The answer should hold nothing but the lines from the one with "the purple verbena" through the end of the listing below, each exactly as written.

········

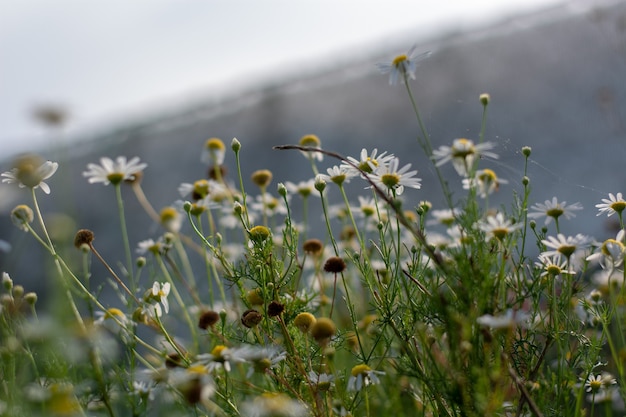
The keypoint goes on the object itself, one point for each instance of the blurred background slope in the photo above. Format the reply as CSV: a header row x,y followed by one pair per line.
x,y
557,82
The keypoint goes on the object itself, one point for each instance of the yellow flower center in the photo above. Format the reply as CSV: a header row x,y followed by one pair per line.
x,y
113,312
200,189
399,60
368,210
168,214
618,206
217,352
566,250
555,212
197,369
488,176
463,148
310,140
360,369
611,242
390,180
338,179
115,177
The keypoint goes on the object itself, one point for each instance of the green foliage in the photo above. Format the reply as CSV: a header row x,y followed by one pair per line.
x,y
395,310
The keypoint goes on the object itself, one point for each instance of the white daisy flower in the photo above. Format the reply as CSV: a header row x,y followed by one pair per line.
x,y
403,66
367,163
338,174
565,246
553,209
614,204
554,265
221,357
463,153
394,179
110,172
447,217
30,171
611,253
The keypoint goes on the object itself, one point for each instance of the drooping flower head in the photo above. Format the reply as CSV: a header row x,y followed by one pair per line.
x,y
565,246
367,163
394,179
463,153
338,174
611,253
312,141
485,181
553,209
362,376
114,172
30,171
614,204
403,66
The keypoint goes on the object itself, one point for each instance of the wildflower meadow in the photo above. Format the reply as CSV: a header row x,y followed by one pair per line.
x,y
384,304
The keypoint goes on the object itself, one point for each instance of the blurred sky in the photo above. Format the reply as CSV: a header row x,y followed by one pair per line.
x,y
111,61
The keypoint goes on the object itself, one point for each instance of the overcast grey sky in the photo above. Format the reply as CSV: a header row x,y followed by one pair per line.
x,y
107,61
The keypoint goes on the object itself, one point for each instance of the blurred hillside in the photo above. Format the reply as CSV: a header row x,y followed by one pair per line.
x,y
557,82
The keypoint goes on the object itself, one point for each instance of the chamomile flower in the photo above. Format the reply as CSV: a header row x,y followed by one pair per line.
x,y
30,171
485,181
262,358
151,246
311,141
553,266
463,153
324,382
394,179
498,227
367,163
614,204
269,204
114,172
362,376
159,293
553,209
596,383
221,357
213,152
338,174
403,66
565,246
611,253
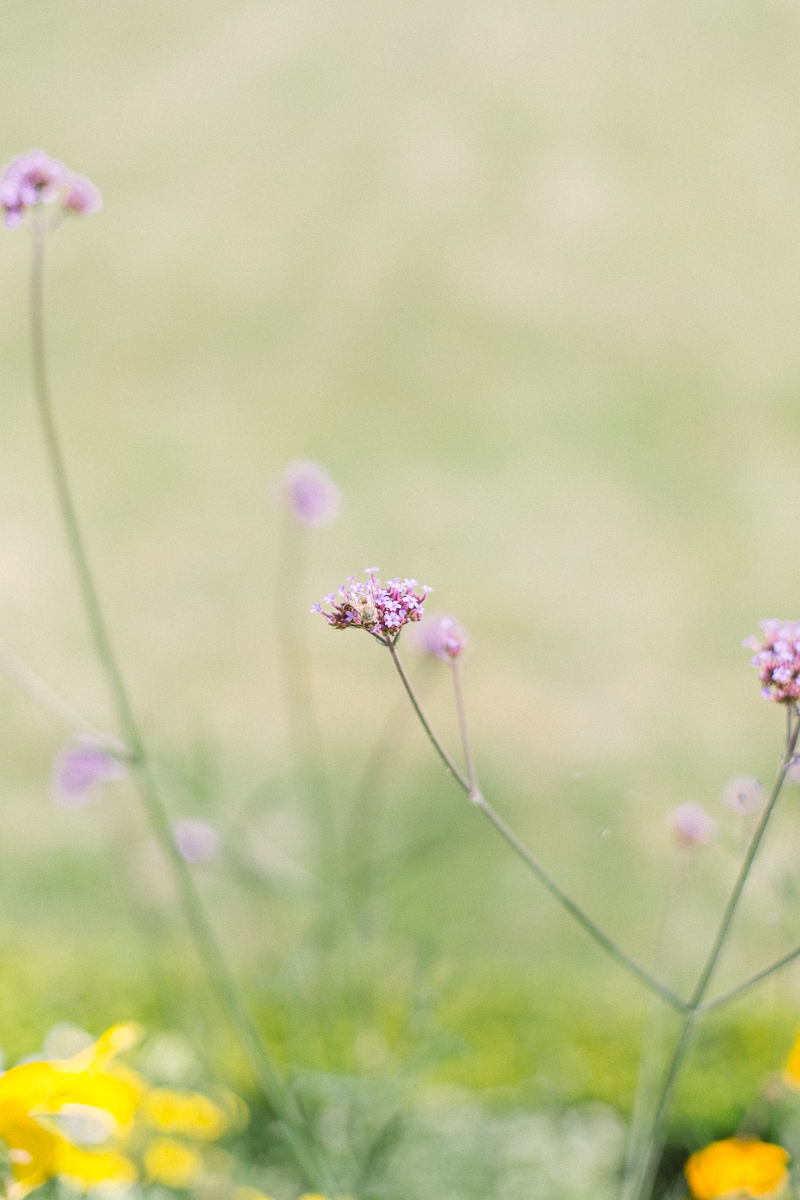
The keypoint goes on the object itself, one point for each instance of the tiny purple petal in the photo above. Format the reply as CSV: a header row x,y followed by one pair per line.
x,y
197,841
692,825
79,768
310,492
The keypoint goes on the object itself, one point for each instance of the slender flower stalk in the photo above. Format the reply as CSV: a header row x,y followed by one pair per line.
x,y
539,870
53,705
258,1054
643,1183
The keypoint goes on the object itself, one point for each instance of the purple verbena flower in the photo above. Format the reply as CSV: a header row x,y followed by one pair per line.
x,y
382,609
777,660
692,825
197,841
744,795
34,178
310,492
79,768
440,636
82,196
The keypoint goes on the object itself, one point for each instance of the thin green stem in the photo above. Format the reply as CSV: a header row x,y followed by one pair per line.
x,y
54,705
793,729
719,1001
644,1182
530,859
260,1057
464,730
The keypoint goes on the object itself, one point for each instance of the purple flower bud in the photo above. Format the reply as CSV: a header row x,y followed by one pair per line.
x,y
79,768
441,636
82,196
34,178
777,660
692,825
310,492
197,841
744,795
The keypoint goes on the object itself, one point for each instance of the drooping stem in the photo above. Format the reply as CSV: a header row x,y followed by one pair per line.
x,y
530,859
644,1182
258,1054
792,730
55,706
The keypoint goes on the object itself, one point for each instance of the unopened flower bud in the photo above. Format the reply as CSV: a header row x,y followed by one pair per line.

········

- **Solution to this problem**
The keypoint goes on the object itself, one point for each instance of the purple verbena flower in the photo above. Format the reply as CSV: a header row x,y followed by one pair per line.
x,y
382,609
777,660
692,825
197,841
744,795
34,178
310,492
79,768
440,636
82,196
The keypoint goes on the object itself, one point for each instance of the thin green stem in the photo above. Format the reply as CSV: a header row x,y followed by one pair per line.
x,y
54,705
793,729
719,1001
644,1182
530,859
260,1057
464,730
The keypoint goes on the object itself, one point for each instance of the purple flower bud in the photo above. Format the reply as CSV: a header row x,y followed by one pair per line.
x,y
79,768
441,636
82,196
34,178
777,660
692,825
310,492
197,841
744,795
The keypoint goes on the object itself, one point for each instance of the drooping stem in the photo above. Format the reply as CSV: a header row x,y followed by one pair per line.
x,y
530,859
644,1182
258,1054
792,730
55,706
The keypoint goes on the object itself, one point for each instance of the unopened flower bud in the photo above. Format the reply as CSV: a header row x,y followed by one pair per line.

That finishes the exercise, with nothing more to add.